What the task requires:
Tally the lines in the records below that contain the string "grasp", counting case as significant, and reply with the number alone.

Task material:
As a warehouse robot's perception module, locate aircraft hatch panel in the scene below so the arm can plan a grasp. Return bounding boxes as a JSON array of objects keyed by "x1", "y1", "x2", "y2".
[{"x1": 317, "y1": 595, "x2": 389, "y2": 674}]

...

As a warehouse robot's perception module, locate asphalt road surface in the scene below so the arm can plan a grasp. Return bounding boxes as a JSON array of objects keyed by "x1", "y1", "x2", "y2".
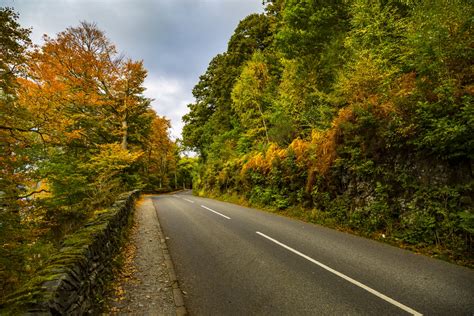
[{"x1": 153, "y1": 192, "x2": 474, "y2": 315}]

...

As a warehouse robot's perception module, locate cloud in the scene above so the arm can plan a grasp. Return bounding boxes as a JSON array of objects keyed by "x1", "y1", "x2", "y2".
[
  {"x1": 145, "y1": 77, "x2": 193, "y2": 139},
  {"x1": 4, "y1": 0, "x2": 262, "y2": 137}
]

Worked answer:
3